§ **Objective 1**: Reproduce the documentary reviews below word for word, everything from "And one you" down to "to breathe, literally!".

§ **Quoted text**:
Loopers: The Caddie’s Long Walk
This documentary charts the history of the forgotten men of golf, the humble Caddie. Visually stunning Loopers delves deep behind the scenes of the men who carry the clubs and are the unsung heroes of the game. Featuring contributions from some of the biggest names in the sport from Tom Watson to Nick Faldo, there are also star turns from the likes of Bill Murray, while fascinating perspectives from the men themselves paint a picture of a sport that’s anything but an individual endeavour.
One of the most famous faces and voices on the planet, but how much do we know about the legendary Italian tenor Luciano Pavarotti? Directed by Ron Howard, this film will look at the incredible highs and traumatic lows of a complex and at times troubled, lonely man, who rose to the very top of his profession. Expect lots of never before seen stuff, some incredibly famous friends and a genuinely interesting tale of a talented and mysterious character.
And one you might have missed…
This heart in the mouth documentary, part of the BBC’s long-running Storyville extravaganza, appeared almost out of nowhere last week to little fanfare, but boy oh boy did it deserve some. Following the story of a deep sea diver who was trapped at the bottom of the North Sea with only 5 minutes of oxygen in the tank, this mind-boggling documentary is sheer perfection. Told through eyes of those crew members involved in the traumatic event and featuring incredible real footage, this is 90 minutes well spent, just remember to breathe, literally!

§ **Supplied entries**:
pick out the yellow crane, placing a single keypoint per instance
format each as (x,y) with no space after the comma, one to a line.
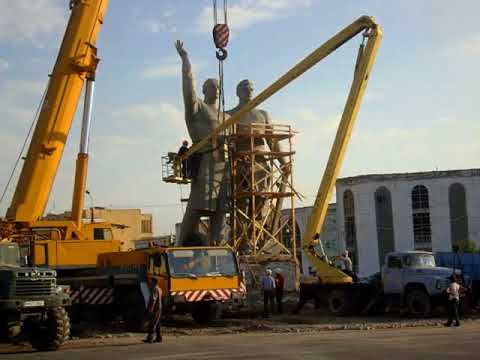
(65,244)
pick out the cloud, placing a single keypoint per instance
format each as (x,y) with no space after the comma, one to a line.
(3,65)
(18,100)
(470,47)
(151,113)
(31,20)
(167,67)
(248,12)
(446,143)
(163,23)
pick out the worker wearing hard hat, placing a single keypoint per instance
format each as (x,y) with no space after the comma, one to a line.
(185,168)
(279,285)
(268,287)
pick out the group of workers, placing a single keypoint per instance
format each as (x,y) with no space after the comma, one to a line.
(272,287)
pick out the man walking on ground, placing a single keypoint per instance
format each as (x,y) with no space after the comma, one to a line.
(348,265)
(268,286)
(453,292)
(154,312)
(279,284)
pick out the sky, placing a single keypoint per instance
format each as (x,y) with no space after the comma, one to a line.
(419,112)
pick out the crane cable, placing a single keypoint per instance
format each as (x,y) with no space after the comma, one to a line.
(221,34)
(34,121)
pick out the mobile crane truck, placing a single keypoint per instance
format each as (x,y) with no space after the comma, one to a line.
(72,247)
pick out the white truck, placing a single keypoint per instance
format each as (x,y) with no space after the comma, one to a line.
(412,280)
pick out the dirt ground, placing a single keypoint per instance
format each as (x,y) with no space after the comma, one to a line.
(309,321)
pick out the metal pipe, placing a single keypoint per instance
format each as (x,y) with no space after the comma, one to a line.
(87,116)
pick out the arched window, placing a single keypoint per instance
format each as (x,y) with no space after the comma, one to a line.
(458,214)
(384,217)
(349,221)
(422,229)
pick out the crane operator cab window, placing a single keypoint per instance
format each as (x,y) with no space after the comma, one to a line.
(202,262)
(102,234)
(157,264)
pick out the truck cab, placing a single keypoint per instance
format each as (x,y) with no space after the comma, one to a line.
(411,279)
(195,280)
(31,302)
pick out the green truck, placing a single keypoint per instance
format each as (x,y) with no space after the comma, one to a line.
(32,305)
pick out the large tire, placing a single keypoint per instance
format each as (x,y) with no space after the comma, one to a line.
(418,303)
(134,312)
(51,333)
(205,313)
(340,302)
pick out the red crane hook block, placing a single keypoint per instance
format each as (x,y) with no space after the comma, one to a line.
(221,33)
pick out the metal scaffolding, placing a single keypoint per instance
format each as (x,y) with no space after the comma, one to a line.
(262,181)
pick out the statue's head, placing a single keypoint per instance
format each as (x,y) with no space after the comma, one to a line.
(211,89)
(245,90)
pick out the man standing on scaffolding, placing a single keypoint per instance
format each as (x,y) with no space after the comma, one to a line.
(208,188)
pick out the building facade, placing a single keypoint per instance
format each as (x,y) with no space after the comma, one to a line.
(433,211)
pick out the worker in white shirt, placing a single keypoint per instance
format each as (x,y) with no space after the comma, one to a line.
(453,292)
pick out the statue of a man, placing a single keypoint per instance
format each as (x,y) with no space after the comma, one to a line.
(208,188)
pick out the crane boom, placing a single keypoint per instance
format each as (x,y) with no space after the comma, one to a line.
(76,62)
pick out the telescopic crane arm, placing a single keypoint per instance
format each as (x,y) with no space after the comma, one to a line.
(76,63)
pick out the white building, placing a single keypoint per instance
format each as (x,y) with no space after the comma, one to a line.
(431,211)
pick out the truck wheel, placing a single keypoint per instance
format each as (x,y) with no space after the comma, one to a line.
(205,314)
(418,303)
(51,333)
(133,312)
(339,302)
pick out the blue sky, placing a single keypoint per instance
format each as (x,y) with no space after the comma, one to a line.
(419,114)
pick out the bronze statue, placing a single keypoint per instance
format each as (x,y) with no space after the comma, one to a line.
(208,188)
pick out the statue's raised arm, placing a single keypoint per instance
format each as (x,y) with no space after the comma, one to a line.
(188,80)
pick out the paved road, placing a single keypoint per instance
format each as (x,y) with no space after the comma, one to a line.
(405,344)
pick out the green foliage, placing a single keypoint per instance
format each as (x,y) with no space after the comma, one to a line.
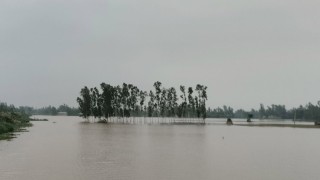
(129,100)
(12,118)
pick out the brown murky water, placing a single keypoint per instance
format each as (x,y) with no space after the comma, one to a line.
(70,149)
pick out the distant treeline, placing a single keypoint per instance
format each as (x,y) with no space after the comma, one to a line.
(128,100)
(50,110)
(308,112)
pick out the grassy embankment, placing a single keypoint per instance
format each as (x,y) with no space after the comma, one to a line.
(12,122)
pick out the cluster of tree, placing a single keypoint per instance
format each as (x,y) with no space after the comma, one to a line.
(308,112)
(50,110)
(11,118)
(128,100)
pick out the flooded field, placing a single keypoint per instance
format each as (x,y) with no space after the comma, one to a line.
(68,148)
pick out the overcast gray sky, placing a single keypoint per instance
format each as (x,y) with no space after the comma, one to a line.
(247,51)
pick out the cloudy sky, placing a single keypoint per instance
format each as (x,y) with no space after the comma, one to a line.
(247,52)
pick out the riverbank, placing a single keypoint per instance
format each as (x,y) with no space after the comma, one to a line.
(11,122)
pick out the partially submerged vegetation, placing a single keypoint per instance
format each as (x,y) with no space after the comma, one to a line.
(11,120)
(129,101)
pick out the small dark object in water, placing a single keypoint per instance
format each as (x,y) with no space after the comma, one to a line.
(229,122)
(249,117)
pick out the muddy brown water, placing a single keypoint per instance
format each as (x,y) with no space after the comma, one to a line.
(70,149)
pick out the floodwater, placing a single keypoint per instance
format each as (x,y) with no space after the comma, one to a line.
(65,148)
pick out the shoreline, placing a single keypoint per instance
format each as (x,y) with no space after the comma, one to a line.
(280,125)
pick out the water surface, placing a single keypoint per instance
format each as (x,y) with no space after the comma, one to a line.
(70,149)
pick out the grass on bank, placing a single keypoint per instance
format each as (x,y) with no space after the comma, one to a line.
(12,122)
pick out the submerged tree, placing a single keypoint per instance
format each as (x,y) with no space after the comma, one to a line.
(128,100)
(85,102)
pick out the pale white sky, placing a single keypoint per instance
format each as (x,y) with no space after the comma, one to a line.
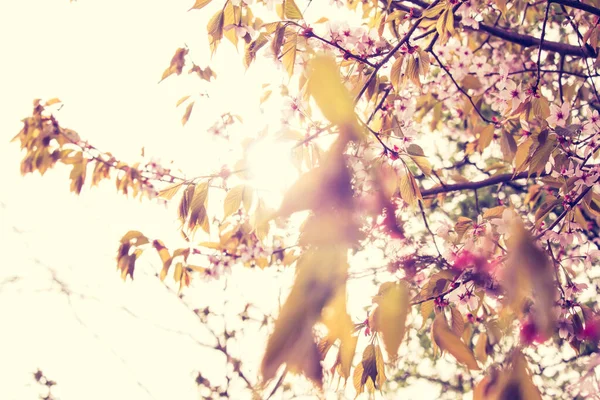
(103,60)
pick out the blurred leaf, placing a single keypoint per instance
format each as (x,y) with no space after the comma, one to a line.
(458,322)
(288,54)
(177,63)
(321,273)
(188,112)
(200,4)
(393,308)
(529,274)
(450,342)
(485,137)
(426,310)
(370,372)
(169,192)
(291,10)
(330,94)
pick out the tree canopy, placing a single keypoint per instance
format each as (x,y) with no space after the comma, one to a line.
(455,141)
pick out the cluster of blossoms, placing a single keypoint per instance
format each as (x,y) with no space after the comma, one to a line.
(219,128)
(359,41)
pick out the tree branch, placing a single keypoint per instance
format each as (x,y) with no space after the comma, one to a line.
(476,185)
(517,38)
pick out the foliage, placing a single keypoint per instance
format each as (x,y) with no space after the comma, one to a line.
(465,151)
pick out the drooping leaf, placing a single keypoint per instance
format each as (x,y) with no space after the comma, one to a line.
(450,342)
(330,94)
(530,275)
(200,4)
(393,308)
(188,112)
(291,10)
(292,341)
(169,192)
(288,54)
(177,63)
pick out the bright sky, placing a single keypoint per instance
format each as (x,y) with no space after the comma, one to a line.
(103,60)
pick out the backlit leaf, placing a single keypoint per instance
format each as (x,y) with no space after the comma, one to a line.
(177,63)
(529,274)
(188,112)
(458,323)
(200,4)
(288,54)
(330,94)
(291,10)
(450,342)
(393,308)
(170,191)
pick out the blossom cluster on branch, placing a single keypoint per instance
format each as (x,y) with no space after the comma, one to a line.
(466,138)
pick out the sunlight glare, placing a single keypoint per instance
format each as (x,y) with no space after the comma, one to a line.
(270,165)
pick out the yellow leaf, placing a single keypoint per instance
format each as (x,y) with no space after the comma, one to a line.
(480,347)
(292,341)
(182,100)
(52,101)
(288,54)
(409,191)
(508,145)
(291,10)
(215,29)
(199,4)
(330,94)
(448,341)
(485,137)
(494,212)
(423,164)
(426,310)
(188,112)
(393,308)
(458,323)
(529,274)
(170,191)
(370,372)
(177,63)
(396,72)
(501,4)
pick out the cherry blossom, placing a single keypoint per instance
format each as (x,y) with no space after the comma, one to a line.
(239,2)
(559,115)
(480,66)
(513,94)
(505,223)
(272,3)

§ **Objective 2**: List each line in the rows above that contains the string "window", counting only matches in the same case.

§ **Correct output 1**:
And one you might have missed…
This heart in the mouth documentary, part of the BBC’s long-running Storyville extravaganza, appeared almost out of nowhere last week to little fanfare, but boy oh boy did it deserve some. Following the story of a deep sea diver who was trapped at the bottom of the North Sea with only 5 minutes of oxygen in the tank, this mind-boggling documentary is sheer perfection. Told through eyes of those crew members involved in the traumatic event and featuring incredible real footage, this is 90 minutes well spent, just remember to breathe, literally!

§ **Correct output 2**:
pick out the arched window, placing a single keypoint per instance
pick out the crane operator cab window, placing a single keypoint per instance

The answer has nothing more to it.